Assigned task A —
From the page on the WEEE Directive, retype the text between "The Waste Electrical and Electronic Equipment Directive" and "free of charge.", inclusive.
Assigned task B —
According to the page on the WEEE Directive, on what date was the directive agreed?

Passage for review —
* * *

EC Directive on Waste Electrical and Electronic Equipment (WEEE)
The Waste Electrical and Electronic Equipment Directive (WEEE Directive) aims to minimise the impact of electrical and electronic goods on the environment, by increasing re-use and recycling and reducing the amount of WEEE going to landfill. It seeks to achieve this by making producers responsible for financing the collection, treatment, and recovery of waste electrical equipment, and by obliging distributors to allow consumers to return their waste equipment free of charge.
The Waste Electrical and Electronic Equipment (WEEE) Directive was agreed on 13 February 2003, along with the related Directive on Restrictions of the use of certain Hazardous Substances in electrical and electronic equipment (RoHS).
- What are Dawsons Music’s obligations according to the WEEE Directive?
As a distributor of WEEE Advanced musicical equipment, must facilitate the take-back of household WEEE from UK consumers and has decided to fulfill its obligations in this area by offering free in store take back. Distributors supplying new electrical or electrical equipment (EEE) have to ensure that waste electrical and electronic equipment (WEEE) from private households can be returned to them free of charge on a one-to-one basis providing that the WEEE returned is of equivalent type to and has fulfilled the same function as the new EEE purchased.
- How do I return my WEEE (waste electrical and electronic equipment) to Dawsons Music?
As soon as you have purchased a product from Dawsons Music, please email [email protected] with your order number, name, address and the WEEE product that you wish to return free of charge to us, to dispose of safely. We will then include a postage paid bag with your order, allowing you to return the WEEE product to us at a time convenient to yourself.
- Are there any other ways of disposing of my old electronic equipment?

* * *

Extracted information —
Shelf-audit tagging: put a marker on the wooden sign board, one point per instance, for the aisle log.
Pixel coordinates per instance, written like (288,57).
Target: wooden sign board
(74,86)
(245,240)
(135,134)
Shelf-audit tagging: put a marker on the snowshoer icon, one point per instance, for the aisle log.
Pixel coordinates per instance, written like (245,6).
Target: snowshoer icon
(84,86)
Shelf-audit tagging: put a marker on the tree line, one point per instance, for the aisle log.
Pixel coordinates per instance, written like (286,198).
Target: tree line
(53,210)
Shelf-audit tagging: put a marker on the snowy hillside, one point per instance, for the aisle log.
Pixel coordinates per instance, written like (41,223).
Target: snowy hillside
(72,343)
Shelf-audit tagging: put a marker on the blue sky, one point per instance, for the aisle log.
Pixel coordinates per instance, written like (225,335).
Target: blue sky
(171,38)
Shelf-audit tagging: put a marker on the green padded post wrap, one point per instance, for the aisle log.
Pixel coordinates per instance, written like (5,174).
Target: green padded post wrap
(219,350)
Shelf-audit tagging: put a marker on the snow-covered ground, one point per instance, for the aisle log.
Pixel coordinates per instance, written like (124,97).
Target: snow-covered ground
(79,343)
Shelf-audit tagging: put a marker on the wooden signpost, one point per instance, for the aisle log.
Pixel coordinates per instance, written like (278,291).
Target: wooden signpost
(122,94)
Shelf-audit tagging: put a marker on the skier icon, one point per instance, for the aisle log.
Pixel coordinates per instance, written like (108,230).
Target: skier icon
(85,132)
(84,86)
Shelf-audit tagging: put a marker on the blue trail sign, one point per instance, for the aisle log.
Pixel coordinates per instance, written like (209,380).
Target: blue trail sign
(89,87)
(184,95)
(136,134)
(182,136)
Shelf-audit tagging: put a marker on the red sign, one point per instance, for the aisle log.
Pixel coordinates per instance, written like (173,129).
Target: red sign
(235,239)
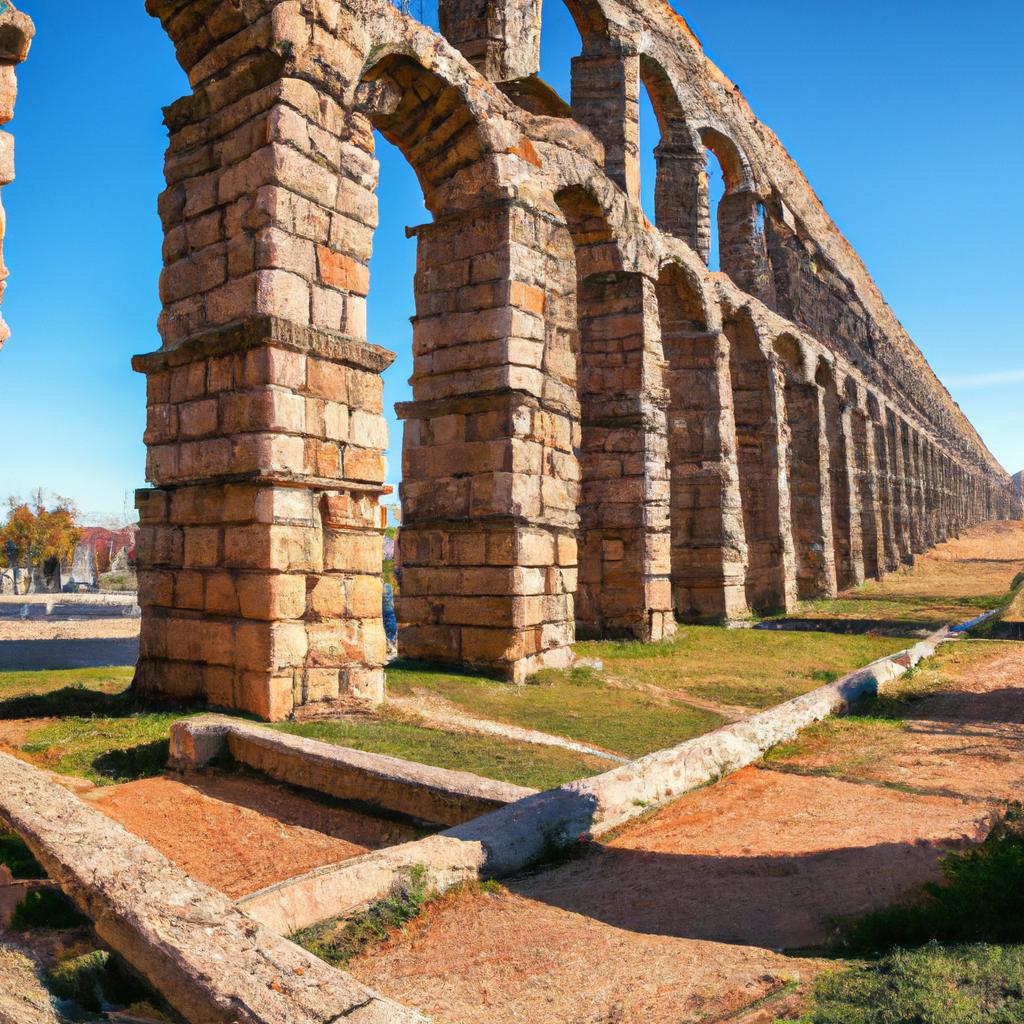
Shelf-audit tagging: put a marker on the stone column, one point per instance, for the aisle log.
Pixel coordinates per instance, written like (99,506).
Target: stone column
(606,99)
(625,556)
(742,250)
(901,499)
(260,548)
(708,547)
(16,32)
(500,38)
(847,537)
(867,483)
(916,481)
(810,489)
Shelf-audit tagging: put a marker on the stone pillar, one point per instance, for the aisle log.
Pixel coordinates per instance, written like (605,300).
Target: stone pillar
(16,32)
(901,498)
(488,545)
(260,549)
(606,99)
(868,489)
(762,441)
(810,489)
(500,38)
(708,547)
(742,249)
(681,200)
(911,448)
(847,537)
(890,547)
(625,554)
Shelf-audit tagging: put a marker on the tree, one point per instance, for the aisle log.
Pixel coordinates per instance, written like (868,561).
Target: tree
(34,532)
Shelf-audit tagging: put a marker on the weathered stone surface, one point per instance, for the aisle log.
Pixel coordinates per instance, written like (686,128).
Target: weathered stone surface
(214,964)
(506,841)
(603,435)
(434,795)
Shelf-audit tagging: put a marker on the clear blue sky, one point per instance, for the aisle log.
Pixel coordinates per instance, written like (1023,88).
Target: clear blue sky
(907,119)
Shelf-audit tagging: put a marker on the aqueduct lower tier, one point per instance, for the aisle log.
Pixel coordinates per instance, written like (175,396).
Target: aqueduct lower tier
(605,437)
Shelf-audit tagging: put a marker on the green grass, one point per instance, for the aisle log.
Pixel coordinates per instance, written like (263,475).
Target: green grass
(980,900)
(105,751)
(16,684)
(857,745)
(580,705)
(337,942)
(46,908)
(521,764)
(953,955)
(975,984)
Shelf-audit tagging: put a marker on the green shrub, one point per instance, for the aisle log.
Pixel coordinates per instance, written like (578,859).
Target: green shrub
(81,980)
(973,984)
(338,942)
(46,908)
(17,857)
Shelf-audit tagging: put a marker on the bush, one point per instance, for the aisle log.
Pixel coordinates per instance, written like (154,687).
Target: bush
(982,900)
(338,942)
(973,984)
(17,858)
(46,908)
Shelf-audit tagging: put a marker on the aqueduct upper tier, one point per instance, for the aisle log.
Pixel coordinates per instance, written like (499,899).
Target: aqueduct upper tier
(605,436)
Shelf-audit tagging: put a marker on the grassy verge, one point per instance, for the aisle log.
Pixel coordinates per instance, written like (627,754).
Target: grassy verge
(88,726)
(521,764)
(861,744)
(338,942)
(631,706)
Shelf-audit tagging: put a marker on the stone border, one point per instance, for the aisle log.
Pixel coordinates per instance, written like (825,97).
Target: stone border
(515,837)
(422,792)
(211,962)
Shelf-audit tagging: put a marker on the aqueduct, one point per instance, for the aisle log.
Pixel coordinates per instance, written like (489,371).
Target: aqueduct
(605,436)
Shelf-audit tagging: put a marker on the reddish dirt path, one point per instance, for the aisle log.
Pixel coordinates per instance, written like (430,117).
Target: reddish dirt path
(240,834)
(678,918)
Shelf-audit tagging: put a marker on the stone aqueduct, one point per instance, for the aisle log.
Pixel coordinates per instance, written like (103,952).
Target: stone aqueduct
(604,435)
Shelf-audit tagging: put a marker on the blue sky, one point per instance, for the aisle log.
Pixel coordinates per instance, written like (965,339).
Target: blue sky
(906,118)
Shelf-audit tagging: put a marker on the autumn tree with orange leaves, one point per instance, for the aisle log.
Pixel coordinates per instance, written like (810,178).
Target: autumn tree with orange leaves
(35,532)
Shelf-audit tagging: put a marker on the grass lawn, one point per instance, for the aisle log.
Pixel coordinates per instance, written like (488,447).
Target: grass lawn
(83,723)
(630,709)
(853,747)
(521,764)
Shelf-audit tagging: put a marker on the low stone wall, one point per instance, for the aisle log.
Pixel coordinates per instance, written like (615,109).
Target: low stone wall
(211,962)
(509,840)
(433,795)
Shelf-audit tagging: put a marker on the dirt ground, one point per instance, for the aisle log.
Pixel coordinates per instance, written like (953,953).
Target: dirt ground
(89,629)
(240,834)
(681,916)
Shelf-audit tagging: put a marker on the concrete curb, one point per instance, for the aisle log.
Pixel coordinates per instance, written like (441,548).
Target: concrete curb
(422,792)
(519,835)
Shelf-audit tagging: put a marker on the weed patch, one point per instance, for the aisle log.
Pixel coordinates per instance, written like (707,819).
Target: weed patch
(339,942)
(522,764)
(46,908)
(970,984)
(982,900)
(17,858)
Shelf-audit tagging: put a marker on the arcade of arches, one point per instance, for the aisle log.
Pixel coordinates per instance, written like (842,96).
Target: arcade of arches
(605,437)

* * *

Final answer A —
The Waste Electrical and Electronic Equipment Directive (WEEE Directive) aims to minimise the impact of electrical and electronic goods on the environment, by increasing re-use and recycling and reducing the amount of WEEE going to landfill. It seeks to achieve this by making producers responsible for financing the collection, treatment, and recovery of waste electrical equipment, and by obliging distributors to allow consumers to return their waste equipment free of charge.

Final answer B —
13 February 2003